━━━━━ Input data

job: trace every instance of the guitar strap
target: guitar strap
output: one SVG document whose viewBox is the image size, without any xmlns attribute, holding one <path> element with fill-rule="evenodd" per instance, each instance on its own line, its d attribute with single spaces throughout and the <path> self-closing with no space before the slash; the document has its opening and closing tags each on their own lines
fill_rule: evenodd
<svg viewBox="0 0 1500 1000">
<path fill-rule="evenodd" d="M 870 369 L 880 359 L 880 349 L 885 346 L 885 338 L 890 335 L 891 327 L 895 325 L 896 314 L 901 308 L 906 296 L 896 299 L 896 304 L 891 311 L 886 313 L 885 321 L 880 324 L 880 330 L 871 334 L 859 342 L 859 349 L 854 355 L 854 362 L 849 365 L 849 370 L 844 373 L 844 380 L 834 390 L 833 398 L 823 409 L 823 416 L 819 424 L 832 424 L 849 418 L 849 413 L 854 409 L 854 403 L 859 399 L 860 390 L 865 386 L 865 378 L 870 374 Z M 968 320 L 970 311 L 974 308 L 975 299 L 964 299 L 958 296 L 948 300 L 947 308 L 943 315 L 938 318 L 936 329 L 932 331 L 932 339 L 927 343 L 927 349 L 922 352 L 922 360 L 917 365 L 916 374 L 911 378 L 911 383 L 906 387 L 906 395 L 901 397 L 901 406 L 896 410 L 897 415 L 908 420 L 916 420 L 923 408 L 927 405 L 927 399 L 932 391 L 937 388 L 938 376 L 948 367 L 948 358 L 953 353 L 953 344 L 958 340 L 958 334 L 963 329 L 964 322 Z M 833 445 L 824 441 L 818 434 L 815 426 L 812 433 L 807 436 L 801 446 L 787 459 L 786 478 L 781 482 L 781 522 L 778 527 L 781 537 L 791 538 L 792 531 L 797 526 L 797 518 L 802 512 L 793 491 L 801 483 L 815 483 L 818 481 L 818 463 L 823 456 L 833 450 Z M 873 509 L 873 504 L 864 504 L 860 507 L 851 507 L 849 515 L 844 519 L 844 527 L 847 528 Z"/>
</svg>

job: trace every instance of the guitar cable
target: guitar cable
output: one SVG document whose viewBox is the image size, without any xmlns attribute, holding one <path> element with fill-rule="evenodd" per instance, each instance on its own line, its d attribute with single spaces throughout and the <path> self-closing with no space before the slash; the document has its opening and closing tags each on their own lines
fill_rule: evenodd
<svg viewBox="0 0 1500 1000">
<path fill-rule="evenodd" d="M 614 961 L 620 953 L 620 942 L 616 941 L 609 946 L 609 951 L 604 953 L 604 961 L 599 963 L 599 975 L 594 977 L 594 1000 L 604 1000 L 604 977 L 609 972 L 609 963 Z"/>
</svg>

━━━━━━━━━━

→ Task to carry out
What lines of the preceding data include the string "target"? Pull them out.

→ Solution to the problem
target: guitar strap
target: guitar cable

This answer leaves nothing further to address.